■ Aufgabenstellung ■
Wo und in welchem Zeitraum findet laut dem Erfahrungsbericht zum SAF-System die Jahrestagung der DGEndo statt, bei der ein SAF-Workshop angeboten wird?

■ Ausgewählter Text ■
^^^^^^^^
Zu diesem Zeitpunkt zumindest nicht.

Die Umsetzung ist in meinen Augen nicht so perfekt gelungen. Das System sollte qualitativ noch deutlich zulegen. Die Preisgestaltung wird sicher nicht einfach. Der Preis wird den Erfolg dieses Systems jedoch stark beeinflussen, davon bin ich überzeugt. Und das System wird sich evolutionieren, weiterentwickeln, umso stärker, desto mehr es klinisch genutzt wird. Die ersten Schritte dahin sieht man in der Einführung der grösseren Feile, die einfach mehr Druck auf die Wände entwickeln kann. Viele mögliche Faktoren wie z.B. Ledgeformation, Transportation etc. sind (noch) nicht untersucht.

Dennoch sollte man dieses System im Auge zu behalten. Es hat grosses Potential. Den Marketingaussagen sollte jedoch mit einer gesunden Portion Skepsis und Menschenverstand begegnet werden, nicht zuletzt mit seinem Fachwissen.

Ach ja, falls die Frage nach Röntgenbildern im Raume steht, ich habe absichtlich keine in diesen Artikel eingefügt. Denn: welche Aussage könnte man wohl anhand der weissen Striche auf dem Rö über den Einsatz dieser Feile schon treffen……

Und noch ein kleiner Hinweis am Rande:

Bei der Jahrestagung der DGEndo in Berlin vom 04.11.2010-06.11.2010 wird ein SAF-Workshop angeboten und Prof. Metzger wird einen Vortrag über das System halten. Interessierten sei der Workshop ans Herz gelegt, um sich selber ein Bild machen zu können.

Mein abschliessender Dank gilt Dr. Frank Paqué von der Uni Zürich. Ohne seine exzellenten Bilder, seinen fachlich sehr fundierten Widerstand gegen meine empirischen Behauptungen und seine Ratschläge wäre dieser Blogeintrag nicht halb so interessant.

Diese Diashow benötigt JavaScript.

2 Gedanken zu „Das SAF-System – ein kleiner Erfahrungsbericht Teil 2

  1. Hallo Oscar,

    da wo man mit rNiTi zwei Kanäle aufbereitet, bereitet man mit der SAF nur einen Kanal auf und den sogar inklusive Isthmus…

    Im dargestellten ProTaper Fall würde man doch vermutlich sagen, dass man zwei Kanäle aufbereitet hat, die sich mehr oder weniger früh apikal vereinigt hätte, oder?

    Wenn ich mir die Überlagerungen der µ-CTs ansehe, bin ich mit dem Anteil der bearbeiteten Fläche sehr zufrieden. Ein vorhandener Biofilm sollte ausreichend mechanisch desintegriert sein, so dass eine desinfizierende Splg. ihre Wirkung entfaltet haben sollte.
^^^^^^^^
■ Datenauszug ■
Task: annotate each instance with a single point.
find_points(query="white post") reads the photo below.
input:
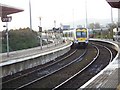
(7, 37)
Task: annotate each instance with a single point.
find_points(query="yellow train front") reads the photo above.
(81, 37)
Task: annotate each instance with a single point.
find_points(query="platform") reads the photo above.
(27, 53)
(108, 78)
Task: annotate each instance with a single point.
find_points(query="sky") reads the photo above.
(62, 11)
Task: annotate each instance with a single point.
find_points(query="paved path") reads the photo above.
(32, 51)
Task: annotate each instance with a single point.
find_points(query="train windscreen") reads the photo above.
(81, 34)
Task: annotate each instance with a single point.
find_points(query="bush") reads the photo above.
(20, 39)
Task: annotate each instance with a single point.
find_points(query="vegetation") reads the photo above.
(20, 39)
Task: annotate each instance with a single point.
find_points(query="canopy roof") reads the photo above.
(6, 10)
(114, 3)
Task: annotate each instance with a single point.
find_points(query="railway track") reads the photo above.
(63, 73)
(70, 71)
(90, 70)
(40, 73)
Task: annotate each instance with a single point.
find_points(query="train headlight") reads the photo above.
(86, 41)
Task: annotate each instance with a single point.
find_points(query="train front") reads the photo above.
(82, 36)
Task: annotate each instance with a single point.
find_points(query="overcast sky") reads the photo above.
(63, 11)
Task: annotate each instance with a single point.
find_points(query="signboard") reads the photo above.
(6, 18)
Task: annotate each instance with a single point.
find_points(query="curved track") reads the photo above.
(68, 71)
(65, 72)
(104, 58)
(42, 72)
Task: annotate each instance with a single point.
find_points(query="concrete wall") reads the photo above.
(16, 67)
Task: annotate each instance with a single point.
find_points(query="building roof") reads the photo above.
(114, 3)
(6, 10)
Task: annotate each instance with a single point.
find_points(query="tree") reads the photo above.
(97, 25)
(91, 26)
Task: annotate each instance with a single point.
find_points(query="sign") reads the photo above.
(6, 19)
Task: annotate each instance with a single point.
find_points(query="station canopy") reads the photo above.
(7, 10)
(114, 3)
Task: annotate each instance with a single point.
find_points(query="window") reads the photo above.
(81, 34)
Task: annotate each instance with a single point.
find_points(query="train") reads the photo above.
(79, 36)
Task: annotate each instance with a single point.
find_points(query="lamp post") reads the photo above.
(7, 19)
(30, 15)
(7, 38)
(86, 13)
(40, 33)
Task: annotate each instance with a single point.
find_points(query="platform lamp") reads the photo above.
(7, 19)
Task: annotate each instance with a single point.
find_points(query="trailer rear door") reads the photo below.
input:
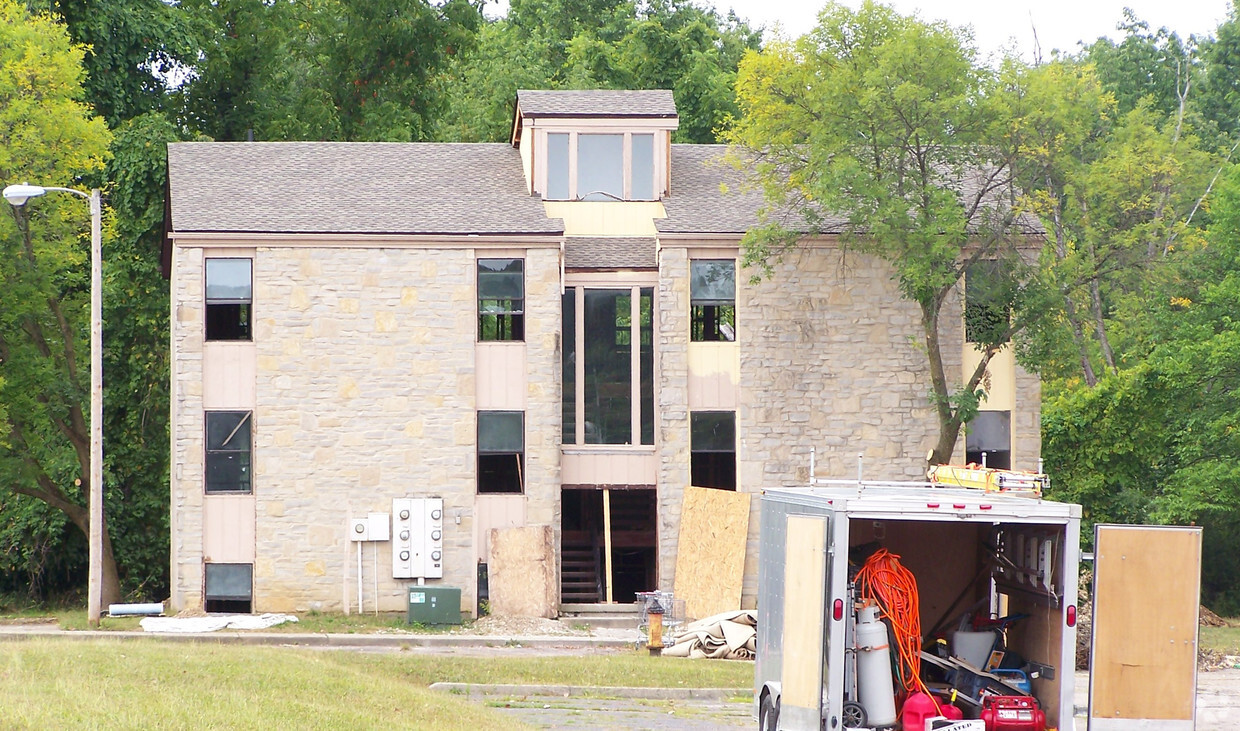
^^^^^^^^
■ Lösung ■
In Berlin vom 04.11.2010 bis 06.11.2010.